_WHAT NEEDS TO BE DONE_.
Restate each entry below word for word, without skipping any.

_EXERCISE INPUT_.
....
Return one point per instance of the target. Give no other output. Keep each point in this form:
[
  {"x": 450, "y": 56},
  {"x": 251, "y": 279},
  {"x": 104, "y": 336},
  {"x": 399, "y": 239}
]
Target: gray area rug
....
_SOLUTION TO THIS EXERCISE_.
Return one point per instance of the target. Give no other output. Keep each point in this form:
[
  {"x": 450, "y": 56},
  {"x": 251, "y": 279},
  {"x": 104, "y": 336},
  {"x": 399, "y": 239}
]
Target: gray area rug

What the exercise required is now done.